» Source excerpt

--- begin ---

Copala: A Year of Impunity

April 27, 2011, marks one year since the armed ambush against the caravan carrying humanitarian aid to the men, women, and children of the autonomous municipality of San Juan Copala, who had been under a siege imposed by the PRI paramilitary group UBISORT for several months. In the attack, Bety Cariño and Jyri Antero Jaakola were murdered; she was a member of CACTUS and he belonged to the Finnish collective Barco Stelle and ISI TULLI and also worked with VOCAL in Oaxaca. Mónica Citlali Santiago and Noé Bautista of VOCAL, as well as Contralinea reporter David Cilia, were wounded by gunshots in the attack. Some comrades were reported disappeared for two days in the mountains as they tried to escape from UBISORT gunfire. Even though this paramilitary attack came to the attention of the general public in Mexico and much of the world, and led to immediate worldwide protests and demands by conscious men and women that the Mexican government put an end to the violence against San Juan Copala, the government of the murderous Ulises Ruiz in collaboration with Felipe Calderon’s federal government maintained an unwavering position of total complicity with UBISORT. This paramilitary group is still waging a war of extermination against the indigenous Triqui people in the region who are struggling for the autonomy of their communities as part of the San Juan Copala project.

Despite overwhelming evidence of paramilitary violence in the region, epitomized by this photographically documented attack, both the state and federal governments have stubbornly denied that it exists and have hypocritically insisted that three equally violent, armed organizations ––UBISORT, MULT and MULTI–– are at war. They maintain this position despite the fact that the autonomous government of San Juan Copala has called for an end to the differences between Triqui groups that have been kept alive by traditional organizations in the region for decades. It is precisely the search for the unity of all Triquis in an autonomous project that sparked the creation and maintenance of government-backed paramilitary groups in the region that use armed force to impede the achievement of unity, autonomy, and peace with justice among the Triqui people. Under the logic of divide and conquer, which persists up until this day, the state government now led by Gabino Cué has sought to undermine this struggle for unity and autonomy by reducing peoples’ demands to purely economic issues and refusing to even superficially address the problem of the existence of paramilitary groups. Neither has the government taken the necessary step of punishing those responsible for many murders in the region, in particular UBISORT Rufino Juarez and Antonio “toño pajaro”.

--- end ---

» Supplied records

--- begin ---

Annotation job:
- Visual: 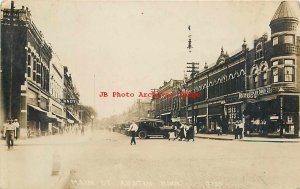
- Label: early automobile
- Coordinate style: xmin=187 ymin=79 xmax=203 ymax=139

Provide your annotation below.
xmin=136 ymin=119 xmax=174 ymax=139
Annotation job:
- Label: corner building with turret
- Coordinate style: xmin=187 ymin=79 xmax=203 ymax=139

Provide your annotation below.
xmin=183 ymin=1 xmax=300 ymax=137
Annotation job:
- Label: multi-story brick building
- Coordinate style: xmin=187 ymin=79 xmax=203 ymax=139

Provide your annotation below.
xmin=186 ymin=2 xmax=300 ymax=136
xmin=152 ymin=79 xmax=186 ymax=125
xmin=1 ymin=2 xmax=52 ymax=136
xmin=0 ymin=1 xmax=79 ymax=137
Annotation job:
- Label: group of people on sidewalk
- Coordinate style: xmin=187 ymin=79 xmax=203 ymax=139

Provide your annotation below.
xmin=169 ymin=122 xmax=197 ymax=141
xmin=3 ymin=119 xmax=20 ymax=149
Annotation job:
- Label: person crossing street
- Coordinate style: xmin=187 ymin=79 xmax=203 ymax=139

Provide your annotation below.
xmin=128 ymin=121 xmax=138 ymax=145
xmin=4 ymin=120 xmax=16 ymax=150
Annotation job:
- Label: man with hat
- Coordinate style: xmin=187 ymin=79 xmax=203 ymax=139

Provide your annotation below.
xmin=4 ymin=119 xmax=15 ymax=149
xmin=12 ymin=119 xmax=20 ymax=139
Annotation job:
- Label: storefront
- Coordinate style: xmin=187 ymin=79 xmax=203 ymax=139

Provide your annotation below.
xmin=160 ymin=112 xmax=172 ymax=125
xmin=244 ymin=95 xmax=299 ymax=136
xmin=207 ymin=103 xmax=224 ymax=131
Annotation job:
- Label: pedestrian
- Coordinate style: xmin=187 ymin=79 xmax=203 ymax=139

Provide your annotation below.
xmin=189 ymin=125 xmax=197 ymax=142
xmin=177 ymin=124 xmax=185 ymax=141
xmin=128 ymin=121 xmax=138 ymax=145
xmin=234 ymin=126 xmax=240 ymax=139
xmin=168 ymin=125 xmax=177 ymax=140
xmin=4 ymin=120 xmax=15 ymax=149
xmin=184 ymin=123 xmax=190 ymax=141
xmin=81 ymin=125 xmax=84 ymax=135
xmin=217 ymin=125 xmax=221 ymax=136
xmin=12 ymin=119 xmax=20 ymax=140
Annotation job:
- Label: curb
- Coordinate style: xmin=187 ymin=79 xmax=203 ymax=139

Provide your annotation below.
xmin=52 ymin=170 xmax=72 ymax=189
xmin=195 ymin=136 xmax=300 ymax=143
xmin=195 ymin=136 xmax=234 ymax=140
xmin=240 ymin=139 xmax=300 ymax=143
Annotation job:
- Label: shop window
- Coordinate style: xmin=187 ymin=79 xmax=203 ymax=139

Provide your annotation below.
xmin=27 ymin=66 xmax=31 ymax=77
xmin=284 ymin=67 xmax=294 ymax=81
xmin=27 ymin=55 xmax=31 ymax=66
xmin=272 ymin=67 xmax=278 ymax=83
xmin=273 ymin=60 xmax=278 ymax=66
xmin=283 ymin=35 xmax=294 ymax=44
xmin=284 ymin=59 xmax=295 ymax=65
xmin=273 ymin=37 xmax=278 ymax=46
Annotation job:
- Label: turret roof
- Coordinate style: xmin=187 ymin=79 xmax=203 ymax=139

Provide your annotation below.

--- end ---

» What to work on
A: Translate this sentence from the passage on San Juan Copala into Spanish: "This paramilitary group is still waging a war of extermination against the indigenous Triqui people in the region who are struggling for the autonomy of their communities as part of the San Juan Copala project."
B: Go on with the passage on San Juan Copala, picking up after its final sentence.

» Answers to each task
A: Este grupo paramilitar sigue librando una guerra de exterminio contra el pueblo indígena triqui de la región, que lucha por la autonomía de sus comunidades como parte del proyecto de San Juan Copala.

B:
We know that the Gabino Cué government does not have sole responsibility for the policy against the autonomous municipality of San Juan Copala. The decision to use armed paramilitary groups to stop the efforts of the indigenous peoples of Mexico to achieve autonomy has been made and dictated at the highest circles of transnational power in Washington and this clear counterinsurgency strategy is carried out to a T by military lackeys in the ranks of the Mexican Army. Nevertheless, the subservience of the Gabino Cué government makes it responsible for and complicit with all the violence and impunity that still reign today, one year after the vicious paramilitary attack. Those who bear the brunt of this violence are the Triqui men, women, and children who made the decision to struggle for autonomy and who have not even been able to return to their community from which they were displaced by UBISORT paramilitaries.

We call on all of you to remember, because in the face of the criminal silence of the powerful, it is only the memory of the poor and humble people of the world that keeps the truth alive and creates the possibility of achieving justice. We send an urgent, honest call to you in the social movement in Oaxaca, Mexico and the world to raise your voices on April 27, wherever you are, to say NO MORE impunity and to demand punishment for those responsible for the paramilitary violence in Copala and the immediate, unconditional return of Triqui people to their homes in San Juan Copala and other towns in the region.

To all men and women of conscience and to all lovers of justice who live in Oaxaca or who can travel to our state, we urge you to participate in the march that will take place at 10 o’clock in the morning from the flower market to the Zócalo of the city of Oaxaca, and to also join in the activities beginning at 1 o’clock in the afternoon in the Zócalo.

Impunity kills, just like bullets do!

Justice for Copala!

Justice for Bety Cariño!

Justice for Jyri Antero Jaakola!

Freedom, Justice, Peace, Dignity!

 

Yours in combat, sisters and brothers,

 

Autonomous Municipality of San Juan Copala

Oaxacan Voices Constructing Autonomy and Freedom (VOCAL)

“Working Together” Community Support Center (CACTUS)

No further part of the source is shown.